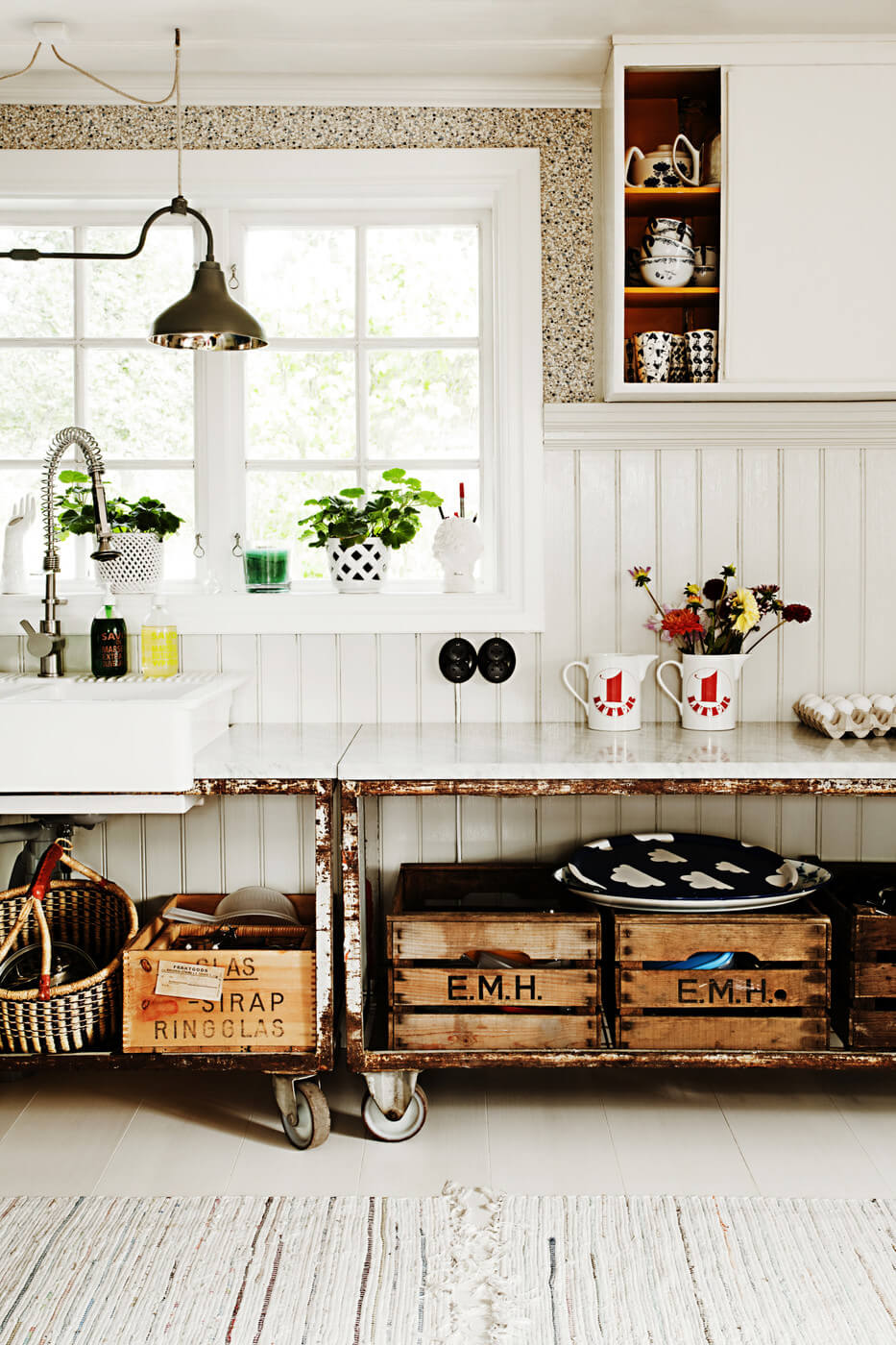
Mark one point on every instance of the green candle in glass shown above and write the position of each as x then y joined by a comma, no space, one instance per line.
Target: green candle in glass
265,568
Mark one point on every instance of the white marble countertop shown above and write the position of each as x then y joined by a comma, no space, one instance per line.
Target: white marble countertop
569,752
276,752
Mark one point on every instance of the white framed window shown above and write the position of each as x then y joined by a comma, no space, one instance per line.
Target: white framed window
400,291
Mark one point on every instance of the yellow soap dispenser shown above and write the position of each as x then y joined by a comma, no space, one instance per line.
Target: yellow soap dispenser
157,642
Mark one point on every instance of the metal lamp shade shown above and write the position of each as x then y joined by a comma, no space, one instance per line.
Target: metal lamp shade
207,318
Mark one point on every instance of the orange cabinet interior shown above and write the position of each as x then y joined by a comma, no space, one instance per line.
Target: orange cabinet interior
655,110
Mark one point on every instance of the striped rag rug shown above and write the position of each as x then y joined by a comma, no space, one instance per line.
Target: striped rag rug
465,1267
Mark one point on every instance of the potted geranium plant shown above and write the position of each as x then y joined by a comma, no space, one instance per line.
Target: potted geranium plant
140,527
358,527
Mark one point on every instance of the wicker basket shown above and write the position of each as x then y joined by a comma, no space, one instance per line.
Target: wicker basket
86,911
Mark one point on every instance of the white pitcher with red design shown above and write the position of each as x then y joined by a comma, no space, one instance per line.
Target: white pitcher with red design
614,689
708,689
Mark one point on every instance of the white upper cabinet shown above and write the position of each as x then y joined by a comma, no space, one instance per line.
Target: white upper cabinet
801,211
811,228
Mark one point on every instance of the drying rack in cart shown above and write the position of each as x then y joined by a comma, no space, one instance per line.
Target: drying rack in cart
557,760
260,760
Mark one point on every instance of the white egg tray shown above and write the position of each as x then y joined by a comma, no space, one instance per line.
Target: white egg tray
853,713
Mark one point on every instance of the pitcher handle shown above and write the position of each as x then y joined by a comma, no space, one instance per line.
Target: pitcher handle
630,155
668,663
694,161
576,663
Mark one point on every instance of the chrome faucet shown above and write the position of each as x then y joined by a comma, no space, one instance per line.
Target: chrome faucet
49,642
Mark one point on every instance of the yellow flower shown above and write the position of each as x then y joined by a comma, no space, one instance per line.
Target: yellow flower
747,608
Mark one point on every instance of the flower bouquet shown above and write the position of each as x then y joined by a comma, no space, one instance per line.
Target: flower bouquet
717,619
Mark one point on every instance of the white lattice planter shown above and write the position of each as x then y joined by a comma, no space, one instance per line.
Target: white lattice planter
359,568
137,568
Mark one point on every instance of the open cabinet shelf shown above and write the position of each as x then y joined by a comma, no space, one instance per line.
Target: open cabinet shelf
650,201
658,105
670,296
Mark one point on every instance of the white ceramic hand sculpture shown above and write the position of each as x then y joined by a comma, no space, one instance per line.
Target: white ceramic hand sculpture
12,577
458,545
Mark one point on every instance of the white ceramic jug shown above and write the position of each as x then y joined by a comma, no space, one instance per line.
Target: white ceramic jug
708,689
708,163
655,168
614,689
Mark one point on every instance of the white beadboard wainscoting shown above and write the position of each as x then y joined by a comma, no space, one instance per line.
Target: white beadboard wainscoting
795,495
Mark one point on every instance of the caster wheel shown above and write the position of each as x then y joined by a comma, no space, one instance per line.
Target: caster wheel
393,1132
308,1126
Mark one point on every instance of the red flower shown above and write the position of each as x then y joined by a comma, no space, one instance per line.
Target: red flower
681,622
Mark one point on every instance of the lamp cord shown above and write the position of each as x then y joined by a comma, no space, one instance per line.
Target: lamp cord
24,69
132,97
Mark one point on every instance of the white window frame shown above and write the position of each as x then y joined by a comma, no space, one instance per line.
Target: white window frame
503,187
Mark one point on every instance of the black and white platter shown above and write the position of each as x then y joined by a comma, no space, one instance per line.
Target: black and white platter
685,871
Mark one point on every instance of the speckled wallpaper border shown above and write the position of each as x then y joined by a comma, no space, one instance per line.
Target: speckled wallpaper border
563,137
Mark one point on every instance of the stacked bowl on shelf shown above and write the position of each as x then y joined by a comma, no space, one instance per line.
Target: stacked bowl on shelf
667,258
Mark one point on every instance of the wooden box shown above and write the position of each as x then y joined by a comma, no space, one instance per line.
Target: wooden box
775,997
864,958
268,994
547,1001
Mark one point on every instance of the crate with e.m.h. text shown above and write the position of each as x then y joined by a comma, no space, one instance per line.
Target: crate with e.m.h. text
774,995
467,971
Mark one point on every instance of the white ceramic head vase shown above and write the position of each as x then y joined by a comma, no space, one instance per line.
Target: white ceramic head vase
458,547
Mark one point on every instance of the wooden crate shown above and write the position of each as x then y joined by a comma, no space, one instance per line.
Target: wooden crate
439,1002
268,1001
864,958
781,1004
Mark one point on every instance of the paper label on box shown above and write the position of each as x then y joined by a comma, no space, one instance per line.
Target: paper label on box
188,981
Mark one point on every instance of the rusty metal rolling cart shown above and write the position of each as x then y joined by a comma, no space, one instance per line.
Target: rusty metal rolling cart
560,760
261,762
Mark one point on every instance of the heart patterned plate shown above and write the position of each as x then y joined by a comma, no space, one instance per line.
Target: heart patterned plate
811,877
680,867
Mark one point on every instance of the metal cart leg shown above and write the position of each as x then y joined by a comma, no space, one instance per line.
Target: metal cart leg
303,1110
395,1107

**AIM OF THE EXERCISE**. A word-for-word copy of the lines above from the one with "Mark one point on every instance of the caster" through the one with "Mark one point on every instance of the red", inclusive, is the only output wanted.

**ANSWER TO THE EXERCISE**.
Mark one point on every instance of the caster wheel shown above and write the position of each as x then y joined by a comma, no space, one instance per line.
Target: caster wheel
393,1132
308,1126
Mark one point on every instance of the red flower shown above and write the position of each as x then y joined by a comma, no space, one instance per line.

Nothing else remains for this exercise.